REGISTROS ARMAZENADOS
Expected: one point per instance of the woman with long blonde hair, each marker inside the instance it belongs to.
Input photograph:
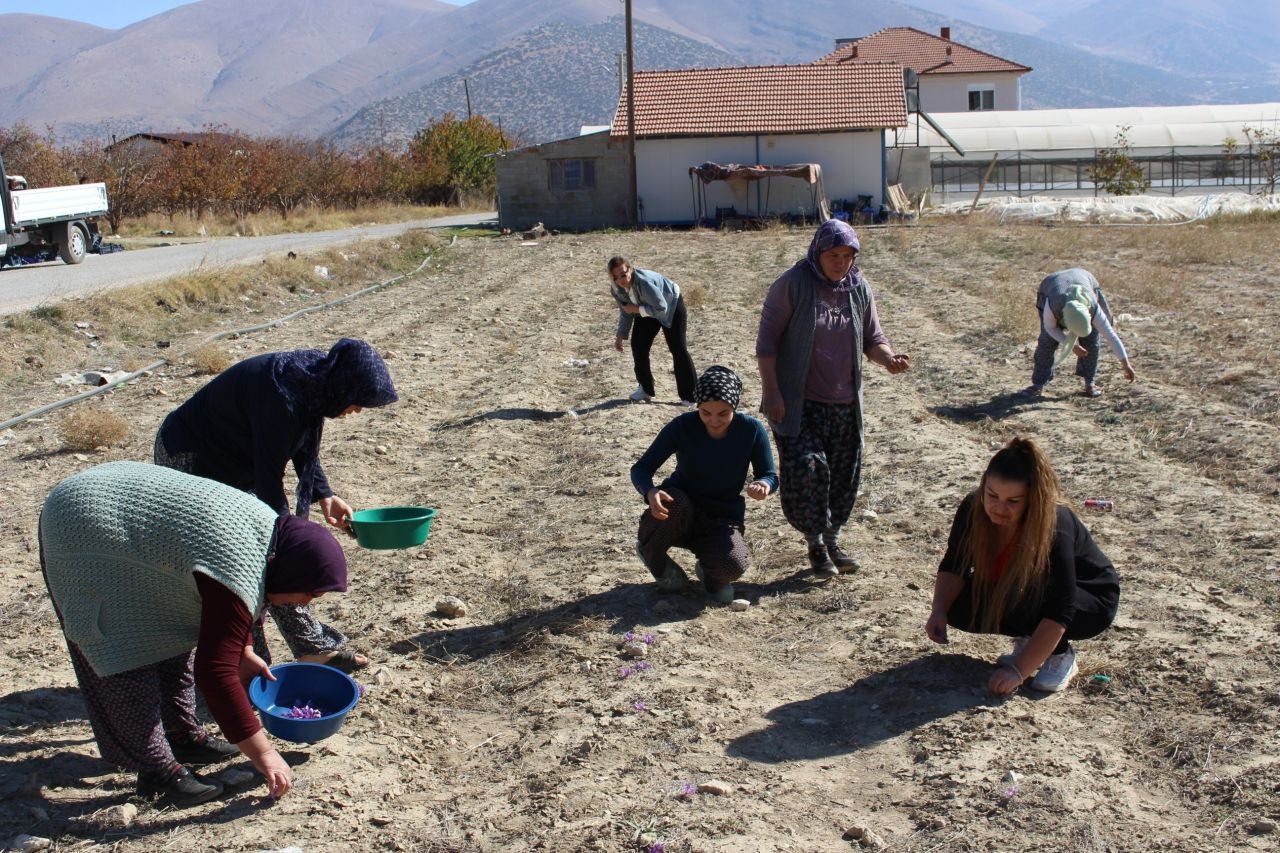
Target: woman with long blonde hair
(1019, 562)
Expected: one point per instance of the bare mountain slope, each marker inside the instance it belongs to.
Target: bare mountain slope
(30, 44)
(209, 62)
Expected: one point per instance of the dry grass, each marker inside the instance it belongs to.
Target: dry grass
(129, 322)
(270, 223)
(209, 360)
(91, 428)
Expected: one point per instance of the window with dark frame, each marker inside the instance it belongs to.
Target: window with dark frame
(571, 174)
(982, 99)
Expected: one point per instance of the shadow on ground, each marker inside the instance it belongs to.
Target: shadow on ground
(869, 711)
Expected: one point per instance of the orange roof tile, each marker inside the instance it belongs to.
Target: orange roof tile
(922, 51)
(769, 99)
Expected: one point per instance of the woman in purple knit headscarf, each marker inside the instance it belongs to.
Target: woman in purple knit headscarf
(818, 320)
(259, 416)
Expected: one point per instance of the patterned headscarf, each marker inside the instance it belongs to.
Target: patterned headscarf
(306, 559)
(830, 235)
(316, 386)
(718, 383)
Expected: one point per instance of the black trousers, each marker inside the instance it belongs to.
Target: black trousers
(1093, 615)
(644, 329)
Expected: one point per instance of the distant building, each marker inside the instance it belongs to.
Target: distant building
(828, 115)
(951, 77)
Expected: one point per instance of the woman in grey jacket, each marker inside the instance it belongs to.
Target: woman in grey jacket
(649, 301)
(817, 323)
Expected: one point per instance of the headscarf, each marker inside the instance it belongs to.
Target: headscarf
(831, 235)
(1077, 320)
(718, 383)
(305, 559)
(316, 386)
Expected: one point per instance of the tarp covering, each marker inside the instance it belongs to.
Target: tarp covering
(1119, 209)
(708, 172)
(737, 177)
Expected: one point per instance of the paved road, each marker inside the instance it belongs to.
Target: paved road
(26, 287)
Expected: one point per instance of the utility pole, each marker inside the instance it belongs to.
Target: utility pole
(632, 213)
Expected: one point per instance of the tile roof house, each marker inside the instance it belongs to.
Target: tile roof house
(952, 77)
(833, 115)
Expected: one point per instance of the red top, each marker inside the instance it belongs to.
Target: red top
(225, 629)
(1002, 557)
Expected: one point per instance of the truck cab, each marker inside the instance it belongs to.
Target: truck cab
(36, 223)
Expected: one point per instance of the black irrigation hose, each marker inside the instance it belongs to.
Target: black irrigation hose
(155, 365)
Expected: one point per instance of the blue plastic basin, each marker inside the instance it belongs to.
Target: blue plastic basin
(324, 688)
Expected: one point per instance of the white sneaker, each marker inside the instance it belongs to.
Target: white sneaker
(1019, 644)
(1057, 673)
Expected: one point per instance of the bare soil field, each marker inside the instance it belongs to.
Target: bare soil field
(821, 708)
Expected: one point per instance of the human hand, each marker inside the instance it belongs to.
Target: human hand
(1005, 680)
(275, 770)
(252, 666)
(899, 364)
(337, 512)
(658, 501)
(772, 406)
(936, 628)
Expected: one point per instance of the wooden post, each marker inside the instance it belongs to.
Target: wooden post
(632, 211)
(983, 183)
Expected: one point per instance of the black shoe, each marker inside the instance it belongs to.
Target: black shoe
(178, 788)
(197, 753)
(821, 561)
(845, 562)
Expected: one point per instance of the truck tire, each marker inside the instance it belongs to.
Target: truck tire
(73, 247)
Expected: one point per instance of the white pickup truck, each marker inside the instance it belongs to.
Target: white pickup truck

INSTRUÇÕES E REQUISITOS
Reescreva todas as linhas dos itens, desde a linha que contém "Expected: one point per instance of the truck tire, each" até o final dos itens, inclusive. Some -73 a cada número das coordenadas nas respostas e mantenha as demais linhas sem alteração.

SOLUÇÃO ESCRITA
Expected: one point per instance of the truck tire, each marker inside the instance it belongs to.
Target: truck tire
(0, 174)
Expected: one point per instance of the white pickup truck, each marker inside the instance it belongs to.
Target: white pickup truck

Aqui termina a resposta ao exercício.